*PROBLEM DETAILS:*
Every line below needs to be returned exactly as written.

··· EXTRACTED INFORMATION ···

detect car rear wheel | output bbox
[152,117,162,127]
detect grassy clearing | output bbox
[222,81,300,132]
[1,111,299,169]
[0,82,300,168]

···

*TASK SOLUTION:*
detect car rear wheel | output bbox
[152,117,162,127]
detect grassy clearing | output bbox
[222,81,300,132]
[1,111,299,169]
[0,82,300,168]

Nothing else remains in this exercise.